СУТЬ ЗАДАНИЯ: Объясните по отрывку о семье герцогини Кентской, как Джону Конрою удалось прибрать к рукам всю власть в доме герцогини.

ФРАГМЕНТ ДОКУМЕНТА:

Усилия Леопольда оставить обеих Викторий в Англии горячо поддержал Джон Конрой. Вовремя подставив герцогине сильное мужское плечо, он прибрал к рукам всю власть в ее доме.
Ни одно решение не принималось в обход выскочки-ирландца. «Не знаю, что бы я без него делала», – вздыхала Виктория Кентская.
А ее дочь с любопытством смотрела на мир голубыми глазами чуть навыкате и готовилась начать жизнь, похожую на роман мистера Диккенса, где найдется место и слабохарактерной матери, и злодею, взявшему ее в оборот, и сумасбродам-дядюшкам, и, что важнее всего, верным советчикам и друзьям.
Глава 3. «Я буду хорошей!»
«Чудесный ребенок, копия своего отца и королевской семьи в целом. Небольшого роста, с изящными чертами, но толстенькая и отлично развитая для своего возраста. У нее большие голубые глаза, белая со здоровым румянцем кожа, а пухлый ротик постоянно приоткрыт, являя четыре крепких белых зуба… Прелестная улыбка порою оживляет ее умное личико» [16] , – восторгались леди, заглянувшие в Кенсингтонский парк, чтобы поцеловать пухлую ручку принцессы Вик.

ИСХОДНЫЕ ДАННЫЕ:
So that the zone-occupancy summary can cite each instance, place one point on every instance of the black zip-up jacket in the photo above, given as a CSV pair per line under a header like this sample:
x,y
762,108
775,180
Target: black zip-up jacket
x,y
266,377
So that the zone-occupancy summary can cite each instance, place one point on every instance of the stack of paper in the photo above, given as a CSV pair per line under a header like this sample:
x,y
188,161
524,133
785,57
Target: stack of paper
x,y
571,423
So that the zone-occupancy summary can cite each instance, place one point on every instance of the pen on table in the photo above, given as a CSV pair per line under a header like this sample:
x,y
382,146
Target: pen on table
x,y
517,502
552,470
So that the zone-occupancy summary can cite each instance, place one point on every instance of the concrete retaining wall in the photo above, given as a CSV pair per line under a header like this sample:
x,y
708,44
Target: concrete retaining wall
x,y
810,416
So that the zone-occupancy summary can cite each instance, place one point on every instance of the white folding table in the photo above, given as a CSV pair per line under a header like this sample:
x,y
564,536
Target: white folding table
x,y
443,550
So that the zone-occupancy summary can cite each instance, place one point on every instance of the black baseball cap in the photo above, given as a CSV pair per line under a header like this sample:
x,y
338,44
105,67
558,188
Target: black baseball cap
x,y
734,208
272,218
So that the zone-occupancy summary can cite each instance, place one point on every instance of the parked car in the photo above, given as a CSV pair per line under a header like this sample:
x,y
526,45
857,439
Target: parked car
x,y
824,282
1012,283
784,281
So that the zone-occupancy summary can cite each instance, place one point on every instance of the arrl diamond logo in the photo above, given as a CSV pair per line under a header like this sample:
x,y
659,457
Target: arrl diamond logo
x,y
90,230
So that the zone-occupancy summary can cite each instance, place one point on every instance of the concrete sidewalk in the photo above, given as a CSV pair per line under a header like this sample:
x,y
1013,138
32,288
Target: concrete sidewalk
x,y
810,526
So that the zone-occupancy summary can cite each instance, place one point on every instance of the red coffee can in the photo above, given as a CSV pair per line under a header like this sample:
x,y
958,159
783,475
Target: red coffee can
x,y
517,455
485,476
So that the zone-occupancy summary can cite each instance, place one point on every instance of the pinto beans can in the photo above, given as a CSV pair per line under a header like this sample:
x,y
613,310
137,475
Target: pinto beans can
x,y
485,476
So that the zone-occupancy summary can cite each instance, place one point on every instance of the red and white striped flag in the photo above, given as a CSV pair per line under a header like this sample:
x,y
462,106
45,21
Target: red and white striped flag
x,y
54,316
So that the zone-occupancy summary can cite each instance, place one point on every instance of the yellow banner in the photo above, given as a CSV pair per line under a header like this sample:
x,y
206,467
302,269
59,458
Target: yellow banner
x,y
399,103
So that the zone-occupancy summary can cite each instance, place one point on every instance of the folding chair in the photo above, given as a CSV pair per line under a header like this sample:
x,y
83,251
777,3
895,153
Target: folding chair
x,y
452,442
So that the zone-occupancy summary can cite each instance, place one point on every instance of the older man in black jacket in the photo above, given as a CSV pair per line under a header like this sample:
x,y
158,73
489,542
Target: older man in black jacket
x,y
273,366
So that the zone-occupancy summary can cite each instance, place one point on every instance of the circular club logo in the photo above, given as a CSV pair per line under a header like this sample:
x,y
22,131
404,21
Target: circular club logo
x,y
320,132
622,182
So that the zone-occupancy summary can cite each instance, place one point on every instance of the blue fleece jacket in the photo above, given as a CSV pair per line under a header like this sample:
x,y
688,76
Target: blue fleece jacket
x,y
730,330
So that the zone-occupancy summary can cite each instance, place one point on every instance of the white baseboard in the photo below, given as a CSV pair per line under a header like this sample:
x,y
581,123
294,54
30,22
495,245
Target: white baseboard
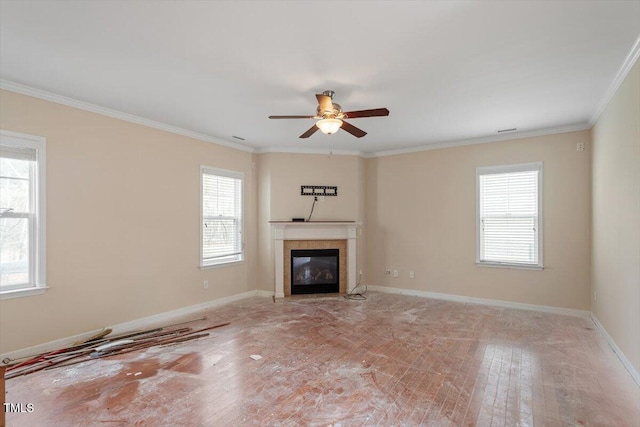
x,y
155,320
627,364
483,301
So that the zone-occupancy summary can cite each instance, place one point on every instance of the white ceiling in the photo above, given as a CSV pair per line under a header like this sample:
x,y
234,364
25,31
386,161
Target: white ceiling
x,y
448,71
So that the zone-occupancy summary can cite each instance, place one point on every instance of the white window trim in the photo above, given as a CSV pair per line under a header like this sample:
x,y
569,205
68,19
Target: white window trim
x,y
520,167
230,174
39,143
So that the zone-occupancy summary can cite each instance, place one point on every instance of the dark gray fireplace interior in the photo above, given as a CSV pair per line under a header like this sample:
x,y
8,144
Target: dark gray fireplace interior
x,y
315,271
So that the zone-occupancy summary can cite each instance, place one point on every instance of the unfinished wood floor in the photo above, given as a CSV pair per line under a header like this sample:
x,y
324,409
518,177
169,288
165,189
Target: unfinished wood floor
x,y
389,360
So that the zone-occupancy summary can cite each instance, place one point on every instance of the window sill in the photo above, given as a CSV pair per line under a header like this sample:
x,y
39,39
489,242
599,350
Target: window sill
x,y
222,264
510,266
19,293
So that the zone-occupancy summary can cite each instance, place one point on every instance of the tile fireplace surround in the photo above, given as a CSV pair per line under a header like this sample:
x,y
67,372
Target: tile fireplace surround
x,y
313,230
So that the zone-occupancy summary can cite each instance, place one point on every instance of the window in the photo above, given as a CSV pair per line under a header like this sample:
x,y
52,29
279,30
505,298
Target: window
x,y
221,217
509,215
22,215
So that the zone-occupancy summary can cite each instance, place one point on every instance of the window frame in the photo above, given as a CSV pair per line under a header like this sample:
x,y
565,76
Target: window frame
x,y
239,259
511,168
37,231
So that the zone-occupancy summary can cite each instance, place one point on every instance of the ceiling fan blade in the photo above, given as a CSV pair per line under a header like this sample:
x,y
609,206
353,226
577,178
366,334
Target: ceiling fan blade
x,y
325,103
310,132
357,132
376,112
292,117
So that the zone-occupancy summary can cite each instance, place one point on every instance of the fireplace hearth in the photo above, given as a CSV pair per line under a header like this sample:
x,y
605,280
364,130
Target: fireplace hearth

РАЗБОР РЕШЕНИЯ: Он вовремя подставил герцогине сильное мужское плечо. После этого ни одно решение в ее доме не принималось в обход него.